INPUT MATERIAL:
§

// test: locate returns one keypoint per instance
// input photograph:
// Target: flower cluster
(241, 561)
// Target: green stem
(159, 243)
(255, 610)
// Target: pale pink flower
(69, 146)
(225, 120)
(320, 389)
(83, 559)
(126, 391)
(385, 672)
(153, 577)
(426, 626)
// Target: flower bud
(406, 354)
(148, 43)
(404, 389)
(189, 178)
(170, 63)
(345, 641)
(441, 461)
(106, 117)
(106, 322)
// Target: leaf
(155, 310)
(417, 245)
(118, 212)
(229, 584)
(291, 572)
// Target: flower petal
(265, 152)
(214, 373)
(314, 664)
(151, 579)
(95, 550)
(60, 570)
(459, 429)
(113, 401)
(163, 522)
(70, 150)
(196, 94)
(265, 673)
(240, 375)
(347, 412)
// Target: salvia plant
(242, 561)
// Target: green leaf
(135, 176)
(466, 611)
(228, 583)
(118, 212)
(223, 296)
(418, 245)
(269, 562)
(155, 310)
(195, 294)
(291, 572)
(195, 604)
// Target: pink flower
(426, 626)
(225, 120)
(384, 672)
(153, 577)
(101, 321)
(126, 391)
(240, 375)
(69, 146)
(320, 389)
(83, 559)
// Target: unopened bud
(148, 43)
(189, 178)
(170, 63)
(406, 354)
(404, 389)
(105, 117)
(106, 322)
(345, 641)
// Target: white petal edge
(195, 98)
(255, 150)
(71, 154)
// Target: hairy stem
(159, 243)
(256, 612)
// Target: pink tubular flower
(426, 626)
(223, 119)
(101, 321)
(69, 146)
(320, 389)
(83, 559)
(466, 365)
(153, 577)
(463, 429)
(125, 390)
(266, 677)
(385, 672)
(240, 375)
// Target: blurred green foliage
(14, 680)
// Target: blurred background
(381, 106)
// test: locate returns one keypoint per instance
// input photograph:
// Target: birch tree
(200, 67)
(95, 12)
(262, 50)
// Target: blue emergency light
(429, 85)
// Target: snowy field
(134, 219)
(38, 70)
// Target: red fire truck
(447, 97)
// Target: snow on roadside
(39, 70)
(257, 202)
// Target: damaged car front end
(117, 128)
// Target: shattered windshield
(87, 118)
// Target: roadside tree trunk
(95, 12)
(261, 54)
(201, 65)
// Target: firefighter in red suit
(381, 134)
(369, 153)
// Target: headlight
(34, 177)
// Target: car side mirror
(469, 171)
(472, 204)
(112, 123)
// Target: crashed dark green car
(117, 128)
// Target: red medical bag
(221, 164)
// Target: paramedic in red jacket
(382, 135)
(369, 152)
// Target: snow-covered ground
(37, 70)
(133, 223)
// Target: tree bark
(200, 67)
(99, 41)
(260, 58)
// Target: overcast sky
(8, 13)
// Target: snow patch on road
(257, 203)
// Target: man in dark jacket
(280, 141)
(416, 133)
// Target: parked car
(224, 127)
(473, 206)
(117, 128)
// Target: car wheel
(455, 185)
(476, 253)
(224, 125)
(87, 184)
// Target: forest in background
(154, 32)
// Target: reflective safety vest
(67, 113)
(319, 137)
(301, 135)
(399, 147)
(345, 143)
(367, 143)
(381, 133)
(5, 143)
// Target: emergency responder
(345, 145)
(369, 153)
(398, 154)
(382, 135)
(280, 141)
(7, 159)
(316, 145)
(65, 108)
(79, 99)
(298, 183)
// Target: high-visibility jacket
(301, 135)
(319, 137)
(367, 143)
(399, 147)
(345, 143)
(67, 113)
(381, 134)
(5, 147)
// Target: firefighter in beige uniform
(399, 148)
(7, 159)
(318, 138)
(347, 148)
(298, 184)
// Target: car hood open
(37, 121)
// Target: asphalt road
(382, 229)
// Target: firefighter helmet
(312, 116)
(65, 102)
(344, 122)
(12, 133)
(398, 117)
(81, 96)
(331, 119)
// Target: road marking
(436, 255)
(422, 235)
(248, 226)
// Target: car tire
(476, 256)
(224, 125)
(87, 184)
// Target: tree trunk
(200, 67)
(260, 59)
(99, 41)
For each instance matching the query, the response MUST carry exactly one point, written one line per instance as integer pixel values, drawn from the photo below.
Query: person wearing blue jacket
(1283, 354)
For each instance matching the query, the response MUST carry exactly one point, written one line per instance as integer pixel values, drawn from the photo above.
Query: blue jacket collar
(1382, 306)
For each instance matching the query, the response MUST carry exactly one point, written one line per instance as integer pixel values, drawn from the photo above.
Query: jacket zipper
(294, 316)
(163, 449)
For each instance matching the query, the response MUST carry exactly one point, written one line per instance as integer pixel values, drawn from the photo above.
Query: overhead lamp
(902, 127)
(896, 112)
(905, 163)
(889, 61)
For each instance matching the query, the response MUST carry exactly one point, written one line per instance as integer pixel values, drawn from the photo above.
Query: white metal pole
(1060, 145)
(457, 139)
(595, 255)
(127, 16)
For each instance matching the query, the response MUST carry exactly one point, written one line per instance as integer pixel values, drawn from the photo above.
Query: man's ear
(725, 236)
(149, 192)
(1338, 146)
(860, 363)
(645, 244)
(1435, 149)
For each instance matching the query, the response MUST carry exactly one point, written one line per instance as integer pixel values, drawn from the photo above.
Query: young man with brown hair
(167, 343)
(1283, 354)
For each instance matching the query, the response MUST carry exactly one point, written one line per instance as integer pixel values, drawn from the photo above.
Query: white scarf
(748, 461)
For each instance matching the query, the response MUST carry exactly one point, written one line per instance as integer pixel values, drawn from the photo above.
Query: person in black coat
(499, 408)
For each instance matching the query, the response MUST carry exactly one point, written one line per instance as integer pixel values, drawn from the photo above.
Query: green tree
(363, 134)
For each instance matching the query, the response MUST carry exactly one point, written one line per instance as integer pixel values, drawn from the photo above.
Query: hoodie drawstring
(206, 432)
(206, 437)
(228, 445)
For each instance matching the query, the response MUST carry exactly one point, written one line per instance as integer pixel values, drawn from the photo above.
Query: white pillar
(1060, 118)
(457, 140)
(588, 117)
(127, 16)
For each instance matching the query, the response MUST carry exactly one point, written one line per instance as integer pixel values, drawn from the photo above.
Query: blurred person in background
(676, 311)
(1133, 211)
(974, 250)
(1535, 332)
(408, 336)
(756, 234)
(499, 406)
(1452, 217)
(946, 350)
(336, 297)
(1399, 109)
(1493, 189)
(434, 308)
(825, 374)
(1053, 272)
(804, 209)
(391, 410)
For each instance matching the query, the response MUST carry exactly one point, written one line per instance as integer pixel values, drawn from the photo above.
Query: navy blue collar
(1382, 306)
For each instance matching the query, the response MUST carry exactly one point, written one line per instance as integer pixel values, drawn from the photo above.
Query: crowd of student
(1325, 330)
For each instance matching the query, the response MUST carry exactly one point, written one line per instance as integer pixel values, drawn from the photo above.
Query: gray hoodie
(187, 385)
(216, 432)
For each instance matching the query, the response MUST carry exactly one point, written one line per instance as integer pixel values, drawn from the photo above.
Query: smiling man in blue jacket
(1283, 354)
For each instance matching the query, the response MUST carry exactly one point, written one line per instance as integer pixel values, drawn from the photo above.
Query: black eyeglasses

§

DIRECTIONS FOR THIS TASK: List every line of the records above that contains the word "pink".

THE RESPONSE:
// Target: pale pink flower
// Target: pink flower
// Target: pink tubular flower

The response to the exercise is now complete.